Assigned task.
Could you copy every record exactly as it appears?
★ ★ ★ ★ ★ ★ ★
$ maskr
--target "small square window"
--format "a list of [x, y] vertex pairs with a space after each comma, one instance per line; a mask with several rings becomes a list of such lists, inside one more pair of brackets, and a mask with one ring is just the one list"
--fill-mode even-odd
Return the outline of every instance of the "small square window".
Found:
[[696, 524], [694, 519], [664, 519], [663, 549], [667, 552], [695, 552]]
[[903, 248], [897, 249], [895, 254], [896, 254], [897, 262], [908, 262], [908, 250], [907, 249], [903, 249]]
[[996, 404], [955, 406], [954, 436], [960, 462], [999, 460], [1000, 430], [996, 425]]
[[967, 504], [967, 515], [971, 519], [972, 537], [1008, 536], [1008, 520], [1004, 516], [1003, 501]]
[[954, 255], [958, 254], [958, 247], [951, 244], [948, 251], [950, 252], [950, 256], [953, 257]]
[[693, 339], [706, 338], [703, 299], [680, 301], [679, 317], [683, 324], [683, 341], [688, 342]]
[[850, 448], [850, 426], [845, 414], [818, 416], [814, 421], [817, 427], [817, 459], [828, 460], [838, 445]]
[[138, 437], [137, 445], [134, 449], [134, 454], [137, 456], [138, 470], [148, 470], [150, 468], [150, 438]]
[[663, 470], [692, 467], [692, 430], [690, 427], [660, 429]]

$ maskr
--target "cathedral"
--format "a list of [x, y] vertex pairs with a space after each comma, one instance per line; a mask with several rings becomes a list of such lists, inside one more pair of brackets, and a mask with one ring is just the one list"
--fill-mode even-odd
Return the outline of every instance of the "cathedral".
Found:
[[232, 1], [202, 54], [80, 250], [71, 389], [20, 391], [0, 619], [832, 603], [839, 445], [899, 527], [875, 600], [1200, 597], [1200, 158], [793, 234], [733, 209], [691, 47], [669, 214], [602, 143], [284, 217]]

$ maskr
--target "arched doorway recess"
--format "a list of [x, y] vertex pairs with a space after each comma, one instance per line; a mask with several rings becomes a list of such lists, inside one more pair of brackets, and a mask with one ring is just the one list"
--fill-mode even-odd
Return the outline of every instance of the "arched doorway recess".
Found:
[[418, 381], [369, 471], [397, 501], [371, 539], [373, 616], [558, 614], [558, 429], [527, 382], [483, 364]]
★ ★ ★ ★ ★ ★ ★
Answer section.
$ maskr
--target "small square window"
--format "a list of [x, y] vertex pairs with a space after each comma, one instance per line; a mask with several rings becomes a list of such lists, inside one more pair of brackets, and a mask with one ring is just the one list"
--fill-mode even-odd
Return the outline of every instance of the "small square window".
Found:
[[696, 524], [694, 519], [664, 519], [663, 549], [667, 552], [695, 552]]
[[903, 248], [897, 249], [895, 254], [896, 254], [897, 262], [908, 262], [908, 250], [907, 249], [903, 249]]
[[996, 404], [955, 406], [954, 436], [960, 462], [999, 460], [1000, 430], [996, 425]]
[[967, 504], [967, 515], [971, 519], [972, 537], [1008, 536], [1008, 520], [1004, 516], [1003, 501]]
[[954, 255], [958, 254], [958, 247], [951, 244], [948, 251], [950, 252], [950, 256], [953, 257]]
[[693, 339], [706, 338], [703, 299], [680, 301], [679, 317], [683, 324], [683, 341], [688, 342]]
[[850, 448], [850, 426], [845, 414], [818, 416], [814, 421], [817, 427], [817, 459], [828, 460], [838, 445]]
[[138, 437], [137, 445], [134, 449], [134, 454], [137, 456], [138, 470], [148, 470], [150, 468], [150, 438]]
[[663, 470], [692, 467], [692, 430], [690, 427], [660, 429]]

$ maskr
--target "cathedral"
--format "a list of [x, y] vertex pairs with a space after each comma, one instance per line; a mask with several rings becomes a list of such lists, inside one more pair of brackets, and a mask with one ring is just the one list"
--fill-mode even-odd
Return the outline of every instance of the "cathedral".
Found:
[[232, 1], [202, 54], [80, 250], [71, 389], [20, 391], [0, 619], [832, 603], [839, 445], [899, 527], [875, 600], [1200, 597], [1200, 158], [793, 234], [733, 209], [691, 47], [669, 214], [602, 143], [284, 217]]

$ maskr
--target "arched doorway recess"
--format "a list of [x, y] vertex pairs with a space after each comma, one instance per line; a mask with several rings becomes a list of such lists, inside one more pair of brackets, and a mask with one ring is just the one list"
--fill-mode even-odd
Return the outline of every instance of the "arched doorway recess".
Found:
[[418, 381], [369, 471], [397, 501], [371, 539], [373, 616], [558, 614], [558, 429], [527, 382], [483, 364]]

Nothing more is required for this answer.